▶ **TASK DETAILS**: Locate every line in the rows below that contains the word "this", and copy each such line in full, in the order it appears.

▶ **SUPPLIED DATA**:

━━━━━━━━━━

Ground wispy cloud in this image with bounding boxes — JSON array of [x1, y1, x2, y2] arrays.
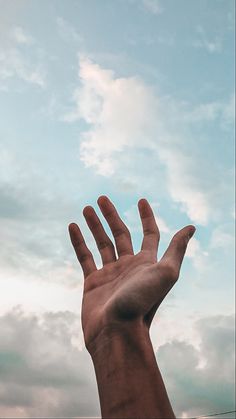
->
[[142, 0, 164, 15], [0, 26, 46, 88], [0, 307, 234, 417], [56, 16, 83, 43], [157, 315, 235, 417], [65, 57, 232, 225]]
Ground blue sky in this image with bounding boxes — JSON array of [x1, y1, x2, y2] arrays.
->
[[0, 0, 235, 418]]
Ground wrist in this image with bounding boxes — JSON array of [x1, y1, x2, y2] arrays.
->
[[90, 322, 174, 419], [87, 321, 149, 362]]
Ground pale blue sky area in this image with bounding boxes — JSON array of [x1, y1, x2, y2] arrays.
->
[[0, 0, 235, 418]]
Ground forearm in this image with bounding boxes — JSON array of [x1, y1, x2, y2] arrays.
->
[[91, 326, 175, 419]]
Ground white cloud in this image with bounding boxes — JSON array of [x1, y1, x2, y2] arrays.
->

━━━━━━━━━━

▶ **TASK ANSWER**:
Ground wispy cloud in this image with bounding boxes — JSON array of [x1, y1, x2, y2] arrays.
Ground blue sky in this image with bounding boxes — JSON array of [x1, y1, x2, y2] arrays.
Ground wrist in this image with bounding boxes — JSON array of [x1, y1, x2, y2] arrays.
Ground pale blue sky area in this image with bounding boxes — JSON array of [x1, y1, x2, y2] arrays.
Ground forearm in this image with bounding boxes — JSON array of [x1, y1, x2, y2] arrays.
Ground white cloud in this image with bounding boxes — JSON array of [x1, y1, x2, y2] arrays.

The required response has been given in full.